Phrase grounding data:
• • • • • • •

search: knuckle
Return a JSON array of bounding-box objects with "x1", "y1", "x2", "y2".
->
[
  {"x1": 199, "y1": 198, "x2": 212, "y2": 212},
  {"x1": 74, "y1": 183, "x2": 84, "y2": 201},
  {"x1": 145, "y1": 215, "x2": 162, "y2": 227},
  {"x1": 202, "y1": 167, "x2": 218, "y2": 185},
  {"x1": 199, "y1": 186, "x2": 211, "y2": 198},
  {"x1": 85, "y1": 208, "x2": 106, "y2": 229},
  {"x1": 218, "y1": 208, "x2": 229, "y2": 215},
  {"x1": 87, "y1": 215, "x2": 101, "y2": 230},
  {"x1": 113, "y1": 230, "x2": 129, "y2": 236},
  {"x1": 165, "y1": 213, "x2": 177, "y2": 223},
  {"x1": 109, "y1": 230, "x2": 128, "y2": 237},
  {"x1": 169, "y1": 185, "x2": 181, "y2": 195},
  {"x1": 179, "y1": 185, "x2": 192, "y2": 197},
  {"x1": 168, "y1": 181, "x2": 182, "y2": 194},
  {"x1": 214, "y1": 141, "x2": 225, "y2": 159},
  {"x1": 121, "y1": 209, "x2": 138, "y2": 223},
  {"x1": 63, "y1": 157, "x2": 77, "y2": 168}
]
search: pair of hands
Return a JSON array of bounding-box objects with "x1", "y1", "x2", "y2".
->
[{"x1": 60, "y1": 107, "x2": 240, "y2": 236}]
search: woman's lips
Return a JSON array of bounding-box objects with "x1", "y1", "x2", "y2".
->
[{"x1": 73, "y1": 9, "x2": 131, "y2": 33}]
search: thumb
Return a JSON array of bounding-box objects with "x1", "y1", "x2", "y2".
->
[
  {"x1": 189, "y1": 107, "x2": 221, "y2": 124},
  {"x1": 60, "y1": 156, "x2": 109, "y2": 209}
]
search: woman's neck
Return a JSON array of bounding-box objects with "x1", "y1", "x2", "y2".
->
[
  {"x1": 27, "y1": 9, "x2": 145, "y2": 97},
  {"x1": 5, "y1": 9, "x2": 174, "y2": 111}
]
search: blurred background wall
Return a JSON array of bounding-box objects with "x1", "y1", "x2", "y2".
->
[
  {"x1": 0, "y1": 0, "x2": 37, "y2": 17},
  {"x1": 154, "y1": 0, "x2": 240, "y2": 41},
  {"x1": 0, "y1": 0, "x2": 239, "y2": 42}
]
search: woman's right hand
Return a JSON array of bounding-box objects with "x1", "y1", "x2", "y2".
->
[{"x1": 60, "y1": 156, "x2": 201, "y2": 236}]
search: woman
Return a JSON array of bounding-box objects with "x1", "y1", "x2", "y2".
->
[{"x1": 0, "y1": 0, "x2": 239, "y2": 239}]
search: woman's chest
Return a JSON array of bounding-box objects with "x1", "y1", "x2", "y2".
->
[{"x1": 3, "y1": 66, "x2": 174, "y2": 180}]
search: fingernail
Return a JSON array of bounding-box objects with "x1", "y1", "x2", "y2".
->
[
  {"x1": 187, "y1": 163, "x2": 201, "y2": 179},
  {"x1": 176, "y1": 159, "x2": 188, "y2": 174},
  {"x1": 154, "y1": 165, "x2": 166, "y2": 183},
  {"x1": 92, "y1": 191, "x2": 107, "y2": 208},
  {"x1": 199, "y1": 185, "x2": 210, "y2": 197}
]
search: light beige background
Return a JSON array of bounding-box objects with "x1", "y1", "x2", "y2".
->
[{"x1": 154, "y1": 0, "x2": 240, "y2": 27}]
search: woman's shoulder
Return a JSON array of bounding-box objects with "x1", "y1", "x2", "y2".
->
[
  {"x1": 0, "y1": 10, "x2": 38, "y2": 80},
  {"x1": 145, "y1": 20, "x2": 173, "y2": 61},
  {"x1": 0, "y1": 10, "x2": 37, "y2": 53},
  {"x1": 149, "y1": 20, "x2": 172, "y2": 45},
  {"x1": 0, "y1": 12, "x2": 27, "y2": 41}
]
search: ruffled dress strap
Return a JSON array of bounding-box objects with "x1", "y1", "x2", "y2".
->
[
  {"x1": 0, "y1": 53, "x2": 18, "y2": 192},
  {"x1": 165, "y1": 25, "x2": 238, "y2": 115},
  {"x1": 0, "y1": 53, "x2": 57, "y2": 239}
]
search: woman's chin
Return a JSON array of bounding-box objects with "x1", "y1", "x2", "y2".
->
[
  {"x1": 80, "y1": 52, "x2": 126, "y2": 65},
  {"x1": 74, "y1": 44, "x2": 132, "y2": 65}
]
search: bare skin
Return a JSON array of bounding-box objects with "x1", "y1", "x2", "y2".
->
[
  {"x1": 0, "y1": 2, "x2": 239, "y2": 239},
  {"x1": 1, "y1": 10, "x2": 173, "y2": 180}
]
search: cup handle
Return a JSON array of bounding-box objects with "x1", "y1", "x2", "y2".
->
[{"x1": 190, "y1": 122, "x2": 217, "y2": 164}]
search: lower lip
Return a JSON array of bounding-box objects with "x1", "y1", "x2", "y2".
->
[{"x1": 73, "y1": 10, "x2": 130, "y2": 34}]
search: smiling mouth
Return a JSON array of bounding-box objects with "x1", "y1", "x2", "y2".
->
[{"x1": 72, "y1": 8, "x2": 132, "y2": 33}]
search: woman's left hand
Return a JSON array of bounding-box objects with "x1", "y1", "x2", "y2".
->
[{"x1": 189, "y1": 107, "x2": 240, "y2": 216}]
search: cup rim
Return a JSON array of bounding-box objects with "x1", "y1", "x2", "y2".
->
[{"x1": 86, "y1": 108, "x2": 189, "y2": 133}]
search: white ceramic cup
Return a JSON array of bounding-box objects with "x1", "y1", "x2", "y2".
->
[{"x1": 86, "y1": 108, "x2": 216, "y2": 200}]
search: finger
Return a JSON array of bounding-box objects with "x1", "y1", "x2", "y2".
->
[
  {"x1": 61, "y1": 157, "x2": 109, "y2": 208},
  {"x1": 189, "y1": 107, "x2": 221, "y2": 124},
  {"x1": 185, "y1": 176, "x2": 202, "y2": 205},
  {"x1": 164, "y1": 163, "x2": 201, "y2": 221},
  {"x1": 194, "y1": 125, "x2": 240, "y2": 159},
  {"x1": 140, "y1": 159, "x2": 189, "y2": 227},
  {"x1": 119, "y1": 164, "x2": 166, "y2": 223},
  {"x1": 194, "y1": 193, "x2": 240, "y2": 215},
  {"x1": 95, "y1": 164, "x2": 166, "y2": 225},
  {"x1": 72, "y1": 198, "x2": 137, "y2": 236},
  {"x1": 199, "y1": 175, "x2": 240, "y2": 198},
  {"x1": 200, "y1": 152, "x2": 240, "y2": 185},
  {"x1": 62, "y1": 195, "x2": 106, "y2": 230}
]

• • • • • • •

Above are the records. Copy the lines beginning at the one that has "search: bare skin" and ending with the one that has "search: woman's left hand", unchanged.

### FINAL ANSWER:
search: bare skin
Return a JSON array of bounding-box objects with "x1", "y1", "x2", "y2".
->
[
  {"x1": 0, "y1": 2, "x2": 239, "y2": 239},
  {"x1": 1, "y1": 10, "x2": 173, "y2": 180}
]
search: cup handle
Return a JSON array of bounding-box objects with "x1", "y1", "x2", "y2".
->
[{"x1": 190, "y1": 122, "x2": 217, "y2": 164}]
search: lower lip
Return a JSON array of bounding-box objects with "x1", "y1", "x2", "y2".
->
[{"x1": 73, "y1": 10, "x2": 130, "y2": 34}]
search: smiling mouth
Return a JSON array of bounding-box objects with "x1", "y1", "x2", "y2".
->
[{"x1": 72, "y1": 8, "x2": 132, "y2": 33}]
search: woman's left hand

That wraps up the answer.